Start of Block
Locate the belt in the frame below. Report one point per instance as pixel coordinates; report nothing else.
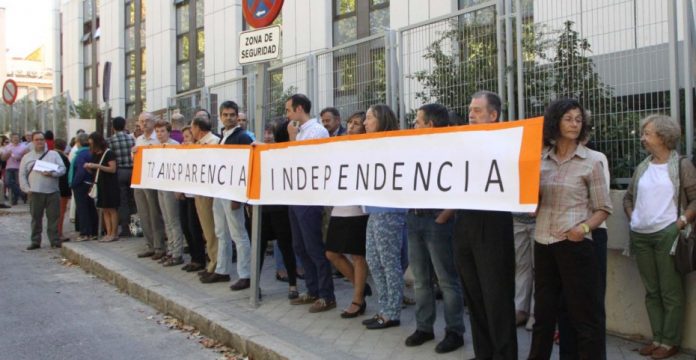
(424, 212)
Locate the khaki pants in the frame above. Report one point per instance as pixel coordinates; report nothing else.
(204, 208)
(50, 203)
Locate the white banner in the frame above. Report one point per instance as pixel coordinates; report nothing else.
(470, 167)
(216, 171)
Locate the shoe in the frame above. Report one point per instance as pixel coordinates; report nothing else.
(173, 261)
(383, 324)
(367, 291)
(418, 338)
(194, 267)
(322, 305)
(146, 253)
(662, 352)
(451, 342)
(241, 284)
(371, 320)
(215, 277)
(361, 310)
(293, 294)
(304, 299)
(530, 323)
(647, 350)
(521, 318)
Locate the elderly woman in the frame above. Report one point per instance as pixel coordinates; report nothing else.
(573, 201)
(103, 165)
(346, 235)
(384, 239)
(80, 182)
(652, 204)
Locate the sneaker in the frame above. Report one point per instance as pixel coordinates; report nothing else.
(418, 338)
(304, 299)
(322, 305)
(451, 342)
End of Block
Assignment: Give back all the records as they stand, but with no pictures in the copy.

Task answer:
Locate the belt in the frame below. Report one point per instance as pixel coordinates; report nothing else.
(424, 212)
Locate the khaki pants in the frame above. Report one point per instance as pixel coordinates; report nothing else.
(204, 208)
(50, 203)
Locate the white banner in the frame above. Report one point per instance as pixel coordinates; report nothing else.
(470, 167)
(216, 171)
Locate the shoe in the frame above. Report one point per instance as pixel coordinates; report nothing else.
(173, 261)
(383, 324)
(367, 291)
(418, 338)
(194, 267)
(322, 305)
(146, 253)
(662, 352)
(451, 342)
(241, 284)
(371, 320)
(215, 277)
(361, 310)
(293, 294)
(304, 299)
(530, 323)
(647, 350)
(521, 318)
Locate the elderly woman in the frame above. Report one point per instance as pixel coordinates; report nothing else.
(573, 201)
(103, 165)
(346, 235)
(384, 239)
(80, 182)
(652, 204)
Locate the sneaker in the frame above. Report one point per instance as pixel coordinates; report nothing else.
(418, 338)
(304, 299)
(322, 305)
(451, 342)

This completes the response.